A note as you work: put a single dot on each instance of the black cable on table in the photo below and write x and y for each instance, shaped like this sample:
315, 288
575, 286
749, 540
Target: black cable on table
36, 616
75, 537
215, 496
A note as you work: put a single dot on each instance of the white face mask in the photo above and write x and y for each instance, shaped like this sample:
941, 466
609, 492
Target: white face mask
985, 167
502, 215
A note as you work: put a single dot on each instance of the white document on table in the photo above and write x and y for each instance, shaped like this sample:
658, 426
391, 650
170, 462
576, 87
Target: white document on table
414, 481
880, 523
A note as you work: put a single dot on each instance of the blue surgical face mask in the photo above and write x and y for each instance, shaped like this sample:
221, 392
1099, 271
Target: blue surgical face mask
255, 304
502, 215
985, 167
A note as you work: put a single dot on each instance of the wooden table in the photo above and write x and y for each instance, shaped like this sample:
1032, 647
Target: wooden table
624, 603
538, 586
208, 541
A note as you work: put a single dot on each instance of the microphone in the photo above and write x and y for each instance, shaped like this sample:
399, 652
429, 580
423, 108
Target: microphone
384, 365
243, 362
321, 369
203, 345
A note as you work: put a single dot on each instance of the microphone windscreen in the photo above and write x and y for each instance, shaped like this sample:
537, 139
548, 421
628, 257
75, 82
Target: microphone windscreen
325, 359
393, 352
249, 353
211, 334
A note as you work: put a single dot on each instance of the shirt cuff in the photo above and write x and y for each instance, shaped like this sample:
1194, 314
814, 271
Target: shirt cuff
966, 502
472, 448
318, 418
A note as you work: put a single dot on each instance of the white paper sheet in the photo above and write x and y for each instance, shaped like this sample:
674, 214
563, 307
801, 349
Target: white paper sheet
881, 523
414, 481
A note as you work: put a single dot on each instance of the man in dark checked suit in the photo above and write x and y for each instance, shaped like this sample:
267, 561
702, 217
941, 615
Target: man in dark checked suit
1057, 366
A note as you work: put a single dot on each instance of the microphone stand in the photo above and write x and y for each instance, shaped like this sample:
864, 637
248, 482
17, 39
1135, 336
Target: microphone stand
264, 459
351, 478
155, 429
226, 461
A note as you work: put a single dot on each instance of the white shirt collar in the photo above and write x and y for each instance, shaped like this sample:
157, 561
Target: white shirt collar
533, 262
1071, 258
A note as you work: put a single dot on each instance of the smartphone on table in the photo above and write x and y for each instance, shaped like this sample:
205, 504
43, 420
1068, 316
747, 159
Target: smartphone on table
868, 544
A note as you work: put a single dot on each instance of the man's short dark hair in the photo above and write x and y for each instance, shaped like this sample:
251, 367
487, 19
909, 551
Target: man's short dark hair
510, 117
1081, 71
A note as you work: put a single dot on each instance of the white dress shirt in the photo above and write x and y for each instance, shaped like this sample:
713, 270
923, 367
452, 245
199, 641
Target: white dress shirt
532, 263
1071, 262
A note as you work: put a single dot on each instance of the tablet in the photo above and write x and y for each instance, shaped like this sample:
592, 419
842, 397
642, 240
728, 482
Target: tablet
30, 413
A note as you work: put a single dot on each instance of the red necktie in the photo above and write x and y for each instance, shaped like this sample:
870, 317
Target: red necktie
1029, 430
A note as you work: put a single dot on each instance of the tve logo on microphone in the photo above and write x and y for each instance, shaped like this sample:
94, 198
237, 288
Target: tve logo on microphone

--

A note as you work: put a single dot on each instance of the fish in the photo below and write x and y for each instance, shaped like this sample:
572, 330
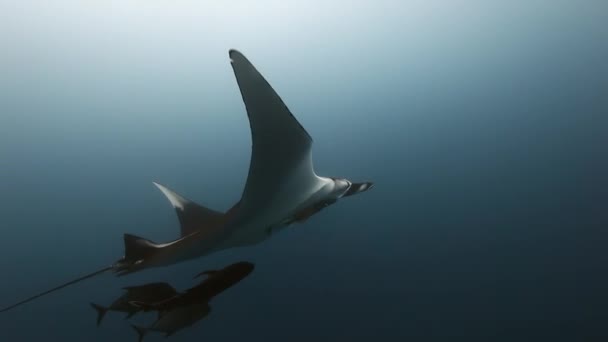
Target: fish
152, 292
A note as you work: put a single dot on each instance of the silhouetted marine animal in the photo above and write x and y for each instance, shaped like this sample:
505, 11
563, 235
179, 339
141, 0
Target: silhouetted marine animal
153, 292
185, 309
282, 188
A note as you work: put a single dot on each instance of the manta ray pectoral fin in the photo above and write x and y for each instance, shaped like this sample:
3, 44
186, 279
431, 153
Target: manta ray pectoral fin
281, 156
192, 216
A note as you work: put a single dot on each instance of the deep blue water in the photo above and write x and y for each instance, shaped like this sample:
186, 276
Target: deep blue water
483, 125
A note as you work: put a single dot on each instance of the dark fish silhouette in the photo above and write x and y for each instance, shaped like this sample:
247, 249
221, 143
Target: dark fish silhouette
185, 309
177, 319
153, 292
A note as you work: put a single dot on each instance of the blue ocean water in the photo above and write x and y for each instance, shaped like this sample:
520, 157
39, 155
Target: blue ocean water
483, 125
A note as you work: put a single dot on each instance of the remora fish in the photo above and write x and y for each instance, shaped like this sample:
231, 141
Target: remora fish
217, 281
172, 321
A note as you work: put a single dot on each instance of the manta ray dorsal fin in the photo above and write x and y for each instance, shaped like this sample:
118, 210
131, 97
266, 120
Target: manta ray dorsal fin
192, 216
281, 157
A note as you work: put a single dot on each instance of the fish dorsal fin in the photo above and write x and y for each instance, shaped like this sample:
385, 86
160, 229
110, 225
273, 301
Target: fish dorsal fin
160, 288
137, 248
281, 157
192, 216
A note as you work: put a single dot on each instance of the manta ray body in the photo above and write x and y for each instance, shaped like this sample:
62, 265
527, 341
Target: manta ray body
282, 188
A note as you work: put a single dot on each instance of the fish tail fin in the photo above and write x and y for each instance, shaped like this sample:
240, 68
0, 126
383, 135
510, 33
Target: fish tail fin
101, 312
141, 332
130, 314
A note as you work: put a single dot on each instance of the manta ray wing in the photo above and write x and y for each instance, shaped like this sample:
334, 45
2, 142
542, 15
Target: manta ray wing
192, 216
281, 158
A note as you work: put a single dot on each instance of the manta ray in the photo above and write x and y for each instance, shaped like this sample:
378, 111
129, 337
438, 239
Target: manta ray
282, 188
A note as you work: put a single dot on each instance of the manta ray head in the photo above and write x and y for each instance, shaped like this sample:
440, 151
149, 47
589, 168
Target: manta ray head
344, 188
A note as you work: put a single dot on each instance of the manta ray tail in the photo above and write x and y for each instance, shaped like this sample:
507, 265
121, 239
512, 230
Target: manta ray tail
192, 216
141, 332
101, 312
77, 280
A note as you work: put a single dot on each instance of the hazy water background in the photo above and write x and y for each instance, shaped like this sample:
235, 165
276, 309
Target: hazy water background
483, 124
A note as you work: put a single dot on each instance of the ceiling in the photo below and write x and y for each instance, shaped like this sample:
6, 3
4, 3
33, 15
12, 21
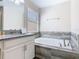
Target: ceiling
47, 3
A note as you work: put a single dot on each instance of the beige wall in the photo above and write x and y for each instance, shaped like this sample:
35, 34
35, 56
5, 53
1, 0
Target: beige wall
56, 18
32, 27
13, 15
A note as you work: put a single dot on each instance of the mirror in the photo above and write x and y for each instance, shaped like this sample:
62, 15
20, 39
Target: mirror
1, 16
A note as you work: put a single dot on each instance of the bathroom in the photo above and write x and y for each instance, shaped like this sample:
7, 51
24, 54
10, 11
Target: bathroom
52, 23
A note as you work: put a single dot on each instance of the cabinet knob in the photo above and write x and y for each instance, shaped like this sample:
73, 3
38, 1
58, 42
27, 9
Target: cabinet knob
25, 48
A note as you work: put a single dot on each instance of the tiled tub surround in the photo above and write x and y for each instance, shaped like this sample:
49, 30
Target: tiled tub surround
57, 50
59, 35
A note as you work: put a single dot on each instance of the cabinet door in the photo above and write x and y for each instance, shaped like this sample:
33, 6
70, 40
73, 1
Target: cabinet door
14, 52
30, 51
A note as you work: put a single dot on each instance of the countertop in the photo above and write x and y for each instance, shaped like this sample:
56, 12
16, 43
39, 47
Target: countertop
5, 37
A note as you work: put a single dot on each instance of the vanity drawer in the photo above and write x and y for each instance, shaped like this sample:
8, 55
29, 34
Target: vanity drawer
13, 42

---

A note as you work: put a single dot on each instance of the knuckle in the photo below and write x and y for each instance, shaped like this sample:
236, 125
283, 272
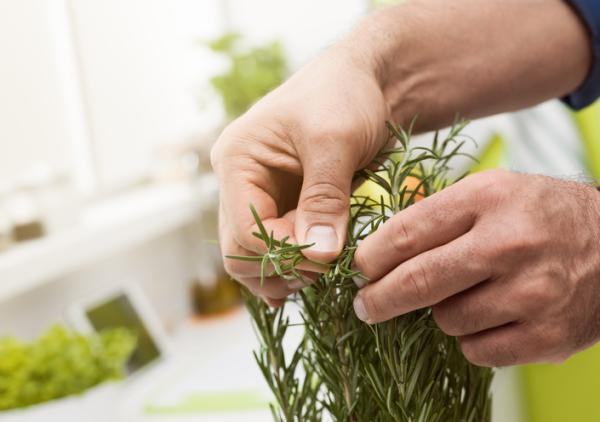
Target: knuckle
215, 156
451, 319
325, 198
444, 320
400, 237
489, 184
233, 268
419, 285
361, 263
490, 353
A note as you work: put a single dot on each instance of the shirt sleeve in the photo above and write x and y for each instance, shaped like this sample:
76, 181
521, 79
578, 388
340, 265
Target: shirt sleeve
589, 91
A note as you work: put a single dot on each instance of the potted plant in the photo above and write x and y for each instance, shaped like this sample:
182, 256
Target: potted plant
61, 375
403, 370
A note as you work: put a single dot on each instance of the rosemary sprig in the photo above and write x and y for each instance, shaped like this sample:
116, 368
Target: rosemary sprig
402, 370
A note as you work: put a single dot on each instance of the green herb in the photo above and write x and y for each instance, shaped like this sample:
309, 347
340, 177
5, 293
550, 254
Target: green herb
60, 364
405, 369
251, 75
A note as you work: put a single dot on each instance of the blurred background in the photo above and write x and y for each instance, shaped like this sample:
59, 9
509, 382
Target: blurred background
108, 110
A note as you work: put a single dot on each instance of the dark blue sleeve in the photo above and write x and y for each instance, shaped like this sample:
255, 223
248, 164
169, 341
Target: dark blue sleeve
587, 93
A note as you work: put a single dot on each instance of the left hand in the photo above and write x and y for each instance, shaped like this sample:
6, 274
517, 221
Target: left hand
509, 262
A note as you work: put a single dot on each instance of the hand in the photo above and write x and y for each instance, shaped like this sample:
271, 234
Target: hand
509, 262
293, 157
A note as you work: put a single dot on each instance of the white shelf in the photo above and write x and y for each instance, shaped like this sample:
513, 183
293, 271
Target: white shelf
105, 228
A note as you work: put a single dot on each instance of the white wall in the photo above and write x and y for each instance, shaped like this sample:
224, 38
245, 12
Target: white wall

== WORK INSTRUCTIONS ==
Determine how many lines in the records include the word "logo", and reply with that number alone.

== SOLUTION FOR THIS EXERCISE ==
2